*Document extract*.
=== Begin Enclosure ===

National Association for the Practice of Anthropology
AnthroCurrents – October 31, 2014
A biweekly look at recent stories on anthropology and practicing anthropologists in the popular media
- Medical anthropologist Dana Walrath did a Tedx talk on her experience using comics and stories to help her communicate with her mother, who suffers from Alzheimer’s Disease.
- Ebola is still hogging the headlines and dominates even anthropology news. Slate reported on Paul Farmer’s claim that the Ebola mortality rate (currently between 50 and 90%) should be much, much lower.
- Iowa Now writes about the new director of Iowa’s Center for Agricultural Safety and Health—anthropologist Brandi Janssen. In Iowa, agricultural workers experience more deaths and injuries than workers in any other sector.

=== End Enclosure ===

*Dataset excerpts*.
=== Begin Enclosure ===

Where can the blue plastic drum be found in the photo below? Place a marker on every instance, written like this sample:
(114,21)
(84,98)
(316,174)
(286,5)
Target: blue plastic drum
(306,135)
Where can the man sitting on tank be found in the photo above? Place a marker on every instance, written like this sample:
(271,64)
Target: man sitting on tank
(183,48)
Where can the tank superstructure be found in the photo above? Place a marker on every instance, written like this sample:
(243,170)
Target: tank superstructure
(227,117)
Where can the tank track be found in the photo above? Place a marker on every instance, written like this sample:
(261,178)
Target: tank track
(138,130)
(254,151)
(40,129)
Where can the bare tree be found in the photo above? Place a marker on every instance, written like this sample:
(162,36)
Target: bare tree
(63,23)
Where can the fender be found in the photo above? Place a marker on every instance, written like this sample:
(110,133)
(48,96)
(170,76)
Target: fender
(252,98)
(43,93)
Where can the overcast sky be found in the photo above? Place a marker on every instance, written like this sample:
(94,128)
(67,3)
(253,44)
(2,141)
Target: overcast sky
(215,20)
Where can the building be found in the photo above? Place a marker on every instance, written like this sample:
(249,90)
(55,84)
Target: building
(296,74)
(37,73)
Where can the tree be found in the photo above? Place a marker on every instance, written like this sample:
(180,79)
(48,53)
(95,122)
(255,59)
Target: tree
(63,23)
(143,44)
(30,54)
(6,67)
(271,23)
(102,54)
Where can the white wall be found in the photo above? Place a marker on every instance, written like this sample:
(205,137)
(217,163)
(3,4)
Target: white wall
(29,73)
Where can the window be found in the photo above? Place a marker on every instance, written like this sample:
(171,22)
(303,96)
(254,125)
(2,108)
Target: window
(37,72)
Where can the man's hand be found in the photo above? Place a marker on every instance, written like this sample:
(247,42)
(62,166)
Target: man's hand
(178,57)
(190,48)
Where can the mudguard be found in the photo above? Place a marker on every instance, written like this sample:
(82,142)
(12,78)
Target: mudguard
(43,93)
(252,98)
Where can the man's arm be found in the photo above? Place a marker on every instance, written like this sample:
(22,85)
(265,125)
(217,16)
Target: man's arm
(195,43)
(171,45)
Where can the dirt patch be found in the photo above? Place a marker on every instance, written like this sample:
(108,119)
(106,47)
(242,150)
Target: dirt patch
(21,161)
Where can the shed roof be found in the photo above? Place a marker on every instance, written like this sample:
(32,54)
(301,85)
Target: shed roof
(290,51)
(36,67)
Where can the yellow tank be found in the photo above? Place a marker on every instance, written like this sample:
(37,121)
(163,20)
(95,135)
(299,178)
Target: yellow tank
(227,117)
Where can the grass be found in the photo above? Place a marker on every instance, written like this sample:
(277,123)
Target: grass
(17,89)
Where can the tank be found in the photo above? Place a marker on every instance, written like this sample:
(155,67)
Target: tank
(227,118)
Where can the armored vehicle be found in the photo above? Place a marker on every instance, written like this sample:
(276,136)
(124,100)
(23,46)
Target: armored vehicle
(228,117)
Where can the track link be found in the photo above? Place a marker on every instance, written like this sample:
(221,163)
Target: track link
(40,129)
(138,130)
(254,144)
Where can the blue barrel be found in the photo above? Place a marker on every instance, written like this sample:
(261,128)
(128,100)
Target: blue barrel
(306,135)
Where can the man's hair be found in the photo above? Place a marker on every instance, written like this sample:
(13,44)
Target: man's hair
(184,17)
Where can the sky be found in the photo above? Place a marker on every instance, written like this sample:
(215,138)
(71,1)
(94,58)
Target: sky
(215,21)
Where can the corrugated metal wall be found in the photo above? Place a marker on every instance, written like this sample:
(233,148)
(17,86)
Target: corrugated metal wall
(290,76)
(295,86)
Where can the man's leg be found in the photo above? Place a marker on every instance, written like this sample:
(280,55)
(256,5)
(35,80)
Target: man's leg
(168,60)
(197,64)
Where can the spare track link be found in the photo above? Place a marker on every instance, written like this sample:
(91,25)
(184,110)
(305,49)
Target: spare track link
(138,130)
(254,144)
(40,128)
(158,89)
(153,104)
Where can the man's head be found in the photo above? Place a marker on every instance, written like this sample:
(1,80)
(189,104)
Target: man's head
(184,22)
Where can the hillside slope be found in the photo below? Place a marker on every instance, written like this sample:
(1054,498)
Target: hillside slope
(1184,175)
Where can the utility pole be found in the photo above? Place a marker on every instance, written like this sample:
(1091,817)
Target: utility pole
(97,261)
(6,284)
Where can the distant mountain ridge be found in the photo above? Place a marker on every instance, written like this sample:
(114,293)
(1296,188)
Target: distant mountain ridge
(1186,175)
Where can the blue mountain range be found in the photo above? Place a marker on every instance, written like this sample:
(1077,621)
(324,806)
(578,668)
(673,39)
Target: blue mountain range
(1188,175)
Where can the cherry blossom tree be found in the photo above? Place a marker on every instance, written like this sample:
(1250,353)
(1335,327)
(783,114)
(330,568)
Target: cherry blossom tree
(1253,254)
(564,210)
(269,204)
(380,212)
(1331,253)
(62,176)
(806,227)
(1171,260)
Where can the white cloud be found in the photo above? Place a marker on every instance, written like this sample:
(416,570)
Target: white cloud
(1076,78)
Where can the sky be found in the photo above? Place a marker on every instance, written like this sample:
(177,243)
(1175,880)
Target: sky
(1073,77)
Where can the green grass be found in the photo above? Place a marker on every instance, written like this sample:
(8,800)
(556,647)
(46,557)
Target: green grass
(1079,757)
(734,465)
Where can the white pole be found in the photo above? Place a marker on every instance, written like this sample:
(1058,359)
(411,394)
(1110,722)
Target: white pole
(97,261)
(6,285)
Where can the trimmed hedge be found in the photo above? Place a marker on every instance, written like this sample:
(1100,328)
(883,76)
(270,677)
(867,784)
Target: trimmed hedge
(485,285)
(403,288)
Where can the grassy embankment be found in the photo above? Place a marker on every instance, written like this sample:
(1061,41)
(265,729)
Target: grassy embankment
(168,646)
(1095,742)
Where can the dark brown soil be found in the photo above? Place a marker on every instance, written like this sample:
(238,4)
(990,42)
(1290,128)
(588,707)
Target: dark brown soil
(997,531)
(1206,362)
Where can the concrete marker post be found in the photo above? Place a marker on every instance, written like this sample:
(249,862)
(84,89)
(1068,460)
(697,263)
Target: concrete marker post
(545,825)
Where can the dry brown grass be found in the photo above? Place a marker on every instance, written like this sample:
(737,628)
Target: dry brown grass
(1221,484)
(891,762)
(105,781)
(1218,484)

=== End Enclosure ===

*Activity 1*. In the AnthroCurrents roundup, who is named as the new director of Iowa's Center for Agricultural Safety and Health?
*Activity 2*. Quote the stretch of the AnthroCurrents roundup from "National Association for" through "much, much lower.".
*Activity 3*. Write the next part of the AnthroCurrents roundup of anthropology stories in the popular media, picking up after its last item.

*Exercise response 1*. Anthropologist Brandi Janssen.

*Exercise response 2*.
National Association for the Practice of Anthropology
AnthroCurrents – October 31, 2014
A biweekly look at recent stories on anthropology and practicing anthropologists in the popular media
- Medical anthropologist Dana Walrath did a Tedx talk on her experience using comics and stories to help her communicate with her mother, who suffers from Alzheimer’s Disease.
- Ebola is still hogging the headlines and dominates even anthropology news. Slate reported on Paul Farmer’s claim that the Ebola mortality rate (currently between 50 and 90%) should be much, much lower.

*Exercise response 3*.
- Several mainstream newspapers reviewed Bitter Honey, a documentary about polygamy in Bali by anthropologist Robert Lemelson.
- Making my awkward transition from college to my first office job, I once hugged a superior instead of shaking his hand. According to this article in the Chicago Tribune, it would not be such a source of embarrassment were I to hug my boss’s boss today. Anthropologist Amy Best helps explain what has changed about hugging within office culture since the day I wanted to curl up and die of shame.